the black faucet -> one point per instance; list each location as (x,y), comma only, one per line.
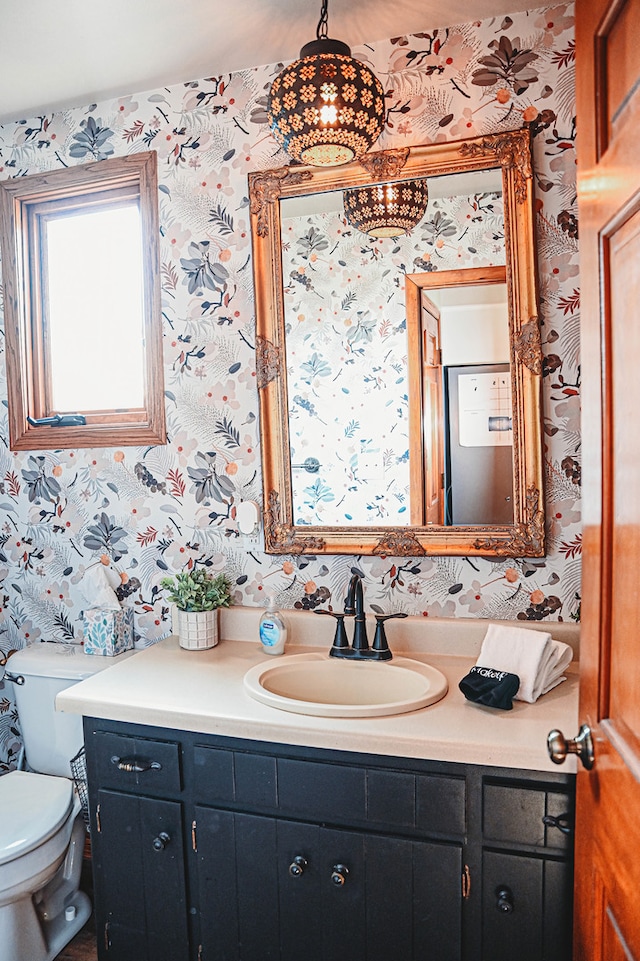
* * *
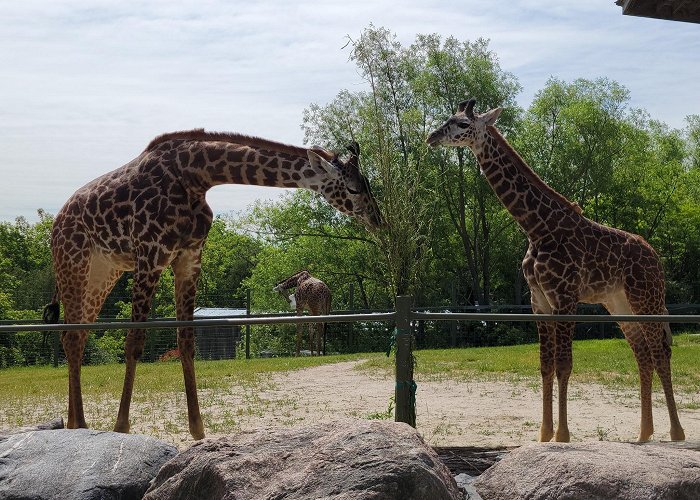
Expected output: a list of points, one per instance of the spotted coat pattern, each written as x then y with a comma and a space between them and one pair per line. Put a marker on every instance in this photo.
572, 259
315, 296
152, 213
* * *
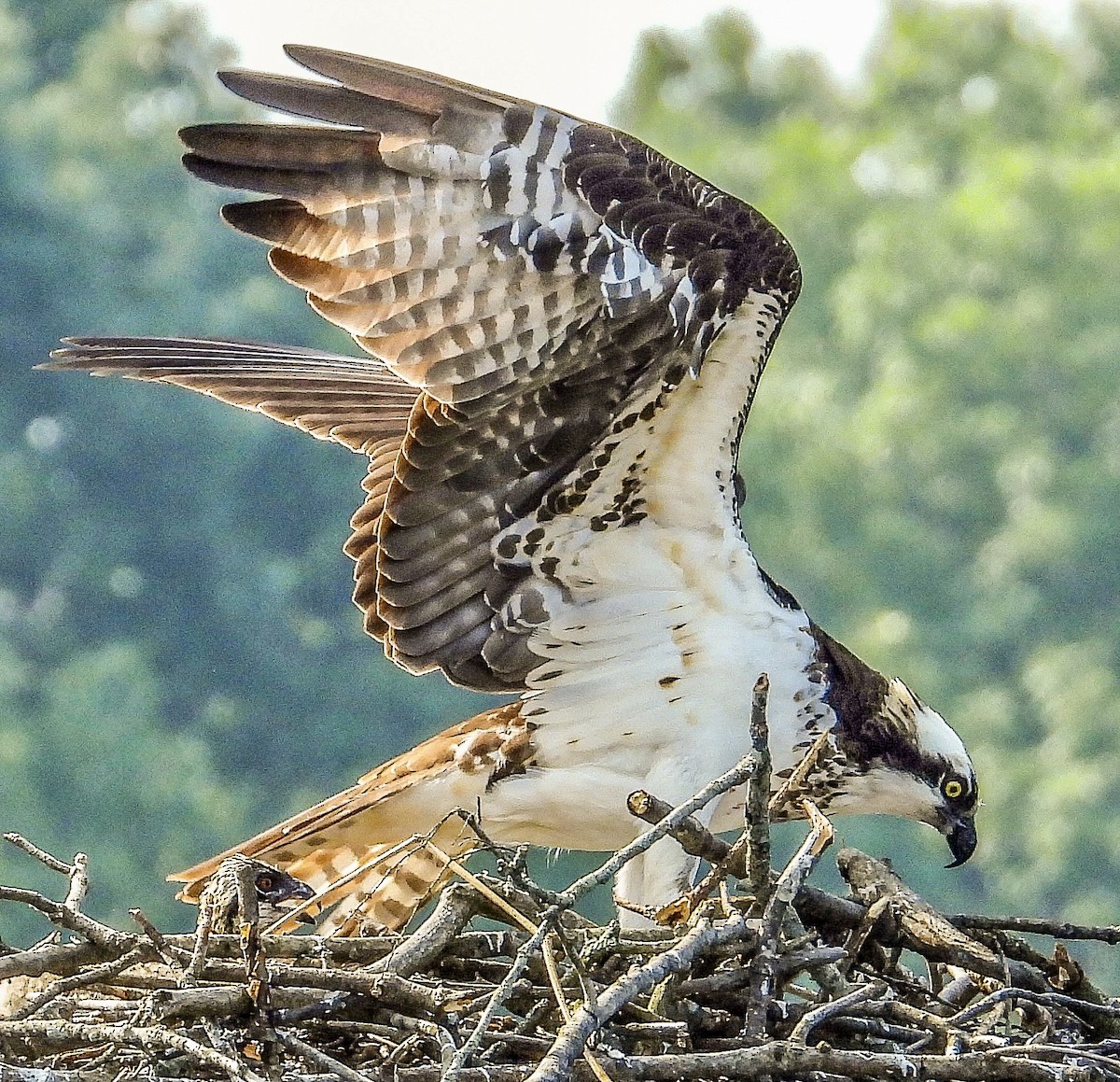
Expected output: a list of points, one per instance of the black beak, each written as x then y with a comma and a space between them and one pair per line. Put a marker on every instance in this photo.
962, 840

Exercise task:
Pick out every line in the data above that contains the word "black".

Result below:
the black faucet -> one point per instance; list each location as (x,y), comma only, one per line.
Expected output: a list of points, one per instance of the black beak, each written as x then y with a comma and a space between them and one pair per line. Put a marker on every instance in this photo.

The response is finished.